WHAT TO WORK ON :: Update the data below by replacing every instance of "partially hidden" with "partly hidden" and leaving everything else unchanged. Leave the pictures out of your answer.
··· RECORD SET
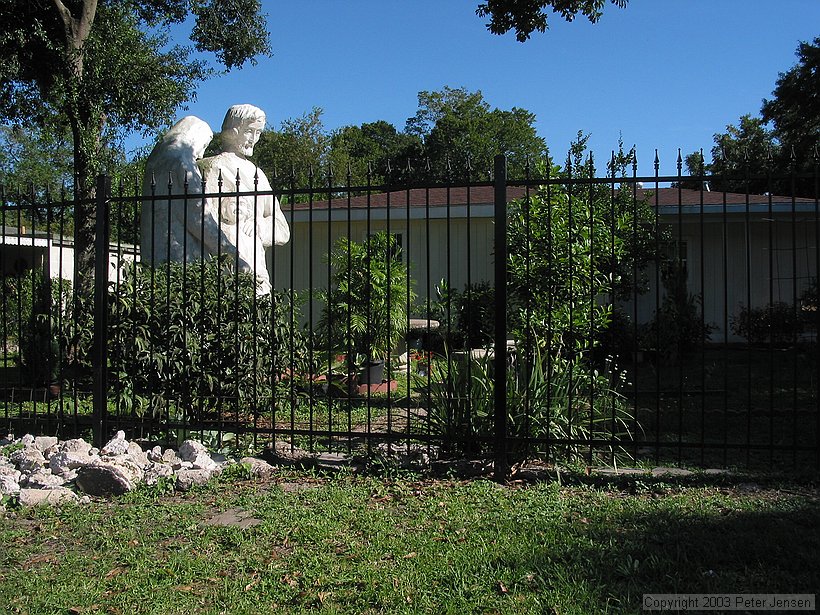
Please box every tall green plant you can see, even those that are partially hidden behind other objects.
[507,138,657,357]
[320,232,416,360]
[414,344,639,461]
[109,259,311,414]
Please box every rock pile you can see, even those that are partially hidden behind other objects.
[0,431,273,506]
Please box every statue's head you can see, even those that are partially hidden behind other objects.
[220,105,265,156]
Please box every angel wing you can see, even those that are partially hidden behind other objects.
[140,115,213,263]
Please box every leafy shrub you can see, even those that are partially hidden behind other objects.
[319,232,415,360]
[425,280,495,352]
[800,278,820,327]
[1,270,71,385]
[109,259,310,414]
[415,334,635,460]
[641,261,712,363]
[731,301,803,346]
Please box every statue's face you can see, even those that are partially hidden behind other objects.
[222,120,265,156]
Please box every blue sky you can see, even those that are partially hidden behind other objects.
[152,0,820,174]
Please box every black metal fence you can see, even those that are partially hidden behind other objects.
[0,157,820,469]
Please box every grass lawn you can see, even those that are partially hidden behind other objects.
[0,473,820,615]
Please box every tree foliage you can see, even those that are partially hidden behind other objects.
[0,0,269,292]
[508,135,657,356]
[476,0,628,42]
[760,36,820,158]
[686,37,820,197]
[256,87,547,187]
[405,87,547,180]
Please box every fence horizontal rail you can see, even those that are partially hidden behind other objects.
[0,158,820,472]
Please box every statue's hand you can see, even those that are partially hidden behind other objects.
[239,218,256,237]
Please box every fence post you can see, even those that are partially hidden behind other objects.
[91,175,111,448]
[493,154,508,482]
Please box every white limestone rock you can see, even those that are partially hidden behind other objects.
[148,445,162,463]
[100,430,129,457]
[34,436,58,454]
[26,469,66,489]
[10,442,46,474]
[162,448,180,466]
[19,487,80,506]
[0,472,20,495]
[75,461,136,497]
[57,438,92,455]
[48,447,99,476]
[142,463,174,485]
[176,469,213,491]
[239,457,276,479]
[177,440,208,461]
[127,442,149,468]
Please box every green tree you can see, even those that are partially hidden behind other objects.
[405,87,547,180]
[683,115,787,194]
[476,0,628,42]
[760,36,820,160]
[0,125,72,196]
[508,135,658,356]
[331,120,423,185]
[254,107,330,188]
[683,37,820,197]
[0,0,269,294]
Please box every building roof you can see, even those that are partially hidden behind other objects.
[283,185,815,210]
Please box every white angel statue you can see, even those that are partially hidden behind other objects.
[140,105,290,295]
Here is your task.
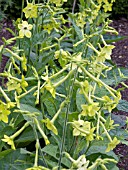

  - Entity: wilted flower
[44,81,56,98]
[106,137,120,152]
[0,101,11,123]
[72,120,90,136]
[81,102,100,116]
[42,118,58,135]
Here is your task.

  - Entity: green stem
[51,100,67,123]
[100,122,112,142]
[10,122,29,139]
[49,64,70,79]
[58,67,78,170]
[54,70,74,88]
[0,87,11,102]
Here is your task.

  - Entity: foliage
[0,0,128,170]
[113,0,128,17]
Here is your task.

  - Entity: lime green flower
[1,135,16,150]
[21,75,28,91]
[105,137,120,152]
[81,102,100,117]
[102,96,118,112]
[64,152,89,170]
[18,21,33,38]
[50,0,67,6]
[72,120,90,136]
[96,45,115,62]
[103,2,112,12]
[42,118,58,135]
[23,3,37,18]
[54,49,70,67]
[0,101,11,123]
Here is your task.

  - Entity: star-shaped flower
[23,3,37,18]
[18,21,33,38]
[72,120,90,136]
[42,118,58,135]
[0,101,11,123]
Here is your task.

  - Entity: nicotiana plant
[0,0,128,170]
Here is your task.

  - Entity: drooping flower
[44,81,56,98]
[1,135,16,150]
[23,3,38,18]
[18,21,33,38]
[105,137,120,152]
[7,79,22,94]
[81,102,100,117]
[0,101,11,123]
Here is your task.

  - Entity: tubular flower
[0,101,10,123]
[23,3,37,18]
[72,120,90,136]
[26,166,49,170]
[106,137,120,152]
[81,102,100,117]
[18,21,33,38]
[1,135,16,150]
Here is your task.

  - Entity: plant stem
[72,0,76,14]
[58,67,78,170]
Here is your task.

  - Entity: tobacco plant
[0,0,127,170]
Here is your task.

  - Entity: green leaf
[0,149,34,170]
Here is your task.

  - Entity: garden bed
[0,13,128,170]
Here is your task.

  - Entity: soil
[0,18,128,170]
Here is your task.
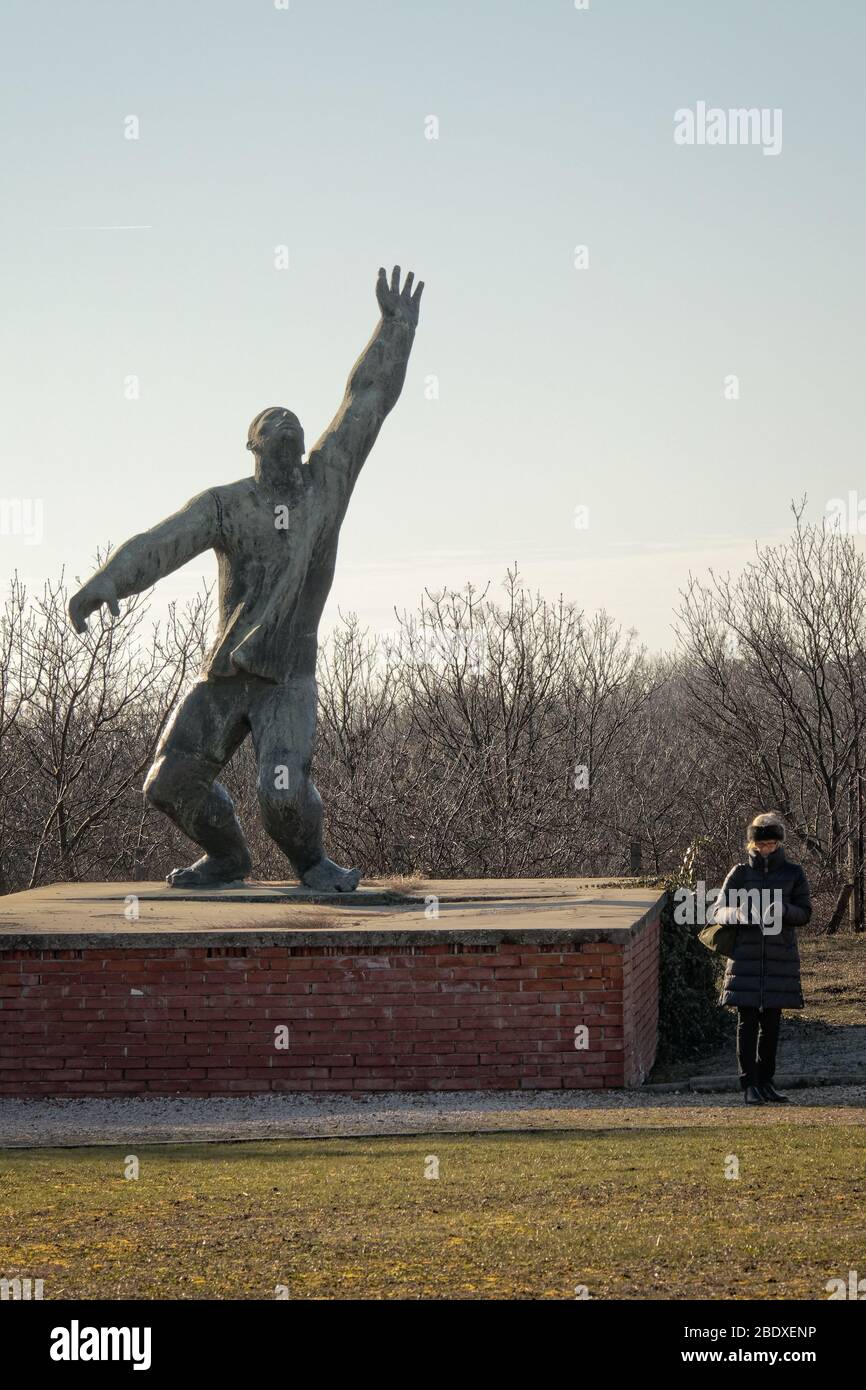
······
OUTPUT FOR THIS EXERCISE ::
Please box every tall green plant you can see, even those that are partly hidden behind other objects.
[507,138,657,357]
[320,232,416,360]
[414,344,639,461]
[109,259,311,414]
Please box every rock pile you can see, even those that are partly hidden behind other objects.
[0,431,273,506]
Please box every statue's head you can see, even those that are partly hidden behind other objects.
[220,105,265,156]
Please box every angel wing you can see, even those that are partly hidden behind other objects.
[140,115,213,263]
Please box every leafy shrub you can see, even those that are partly hidden behind other objects.
[319,232,415,360]
[425,280,495,352]
[800,278,820,327]
[1,270,71,385]
[109,259,310,414]
[415,334,635,460]
[641,261,712,363]
[731,301,803,346]
Please box every statue's face you can see, even those that are partly hidden behind other objects.
[222,120,265,156]
Please box every blue sky you can see, even those that are partly hidden behind other objects.
[152,0,820,174]
Please box every black metal fence you can see, even those that are partly hidden behind other objects.
[0,157,820,469]
Please box every grass lawn you can see, even those that are partly hidden behind other objects.
[0,473,820,615]
Please box every tree foliage you can see, even those that are partly hidden behind other objects.
[0,0,269,292]
[508,135,657,356]
[476,0,628,42]
[760,36,820,158]
[686,37,820,197]
[256,87,547,187]
[405,87,547,180]
Please box every fence horizontal rail you can see, even those that are partly hidden behind other objects.
[0,158,820,472]
Please box every statue's hand you can see, even those that are partly hidden behind other objects.
[239,218,256,237]
Please box every fence post you can see, even those that are partly hidden behind other objects.
[91,175,111,448]
[493,154,508,482]
Please box every white limestone rock you can see, even those that are partly hidden behind other objects.
[148,445,162,463]
[100,430,129,457]
[34,436,58,454]
[26,469,66,489]
[10,442,46,474]
[162,448,180,466]
[19,487,80,506]
[0,472,20,495]
[75,461,136,497]
[57,438,92,455]
[48,447,99,476]
[142,463,174,485]
[176,469,213,491]
[239,457,276,479]
[177,440,208,461]
[127,442,149,468]
Please box every green tree you can see, even those that are partly hidden behind other objects.
[405,87,547,180]
[683,115,787,194]
[476,0,628,42]
[760,36,820,160]
[0,125,72,196]
[508,135,658,356]
[331,120,423,185]
[254,107,330,188]
[683,37,820,197]
[0,0,269,294]
Please box every building roof you can see, even those that are partly hidden behind other objects.
[283,185,815,210]
Please box every white angel statue you can see, even those that are partly hidden behind other objects.
[140,105,290,295]
Here is your task.

  - Entity: wilted flower
[44,81,56,98]
[106,137,120,152]
[0,101,11,123]
[72,120,90,136]
[81,102,100,116]
[42,118,58,135]
Here is your task.

  - Entity: green stem
[51,100,67,123]
[100,122,112,142]
[10,122,29,139]
[49,64,70,79]
[58,67,78,170]
[54,70,74,88]
[0,87,11,102]
Here is your task.

  - Entity: foliage
[0,0,128,170]
[113,0,128,17]
Here is your task.

  - Entity: lime green flower
[1,135,16,150]
[21,75,28,91]
[105,137,120,152]
[81,102,100,117]
[102,96,118,112]
[64,152,89,170]
[18,21,33,38]
[50,0,67,6]
[72,120,90,136]
[96,45,115,62]
[103,2,112,12]
[42,118,58,135]
[23,3,37,18]
[54,49,70,67]
[0,101,11,123]
Here is your task.

  - Entity: star-shaped flower
[23,3,37,18]
[18,21,33,38]
[72,120,90,136]
[42,118,58,135]
[0,101,11,123]
Here is your task.

  - Entity: nicotiana plant
[0,0,128,170]
Here is your task.

  - Entity: drooping flower
[44,81,56,98]
[1,135,16,150]
[23,3,38,18]
[18,21,33,38]
[105,137,120,152]
[7,79,22,94]
[81,102,100,117]
[0,101,11,123]
Here is your task.

  - Entity: tubular flower
[0,101,10,123]
[23,3,37,18]
[72,120,90,136]
[26,166,49,170]
[106,137,120,152]
[81,102,100,117]
[18,21,33,38]
[1,135,16,150]
Here is your task.

  - Entity: plant stem
[72,0,76,14]
[58,67,78,170]
Here is your task.

  - Entity: tobacco plant
[0,0,127,170]
Here is your task.

  - Entity: green leaf
[0,149,34,170]
Here is your task.

  - Entity: garden bed
[0,13,128,170]
Here is your task.

  - Entity: soil
[0,18,128,170]
Here is your task.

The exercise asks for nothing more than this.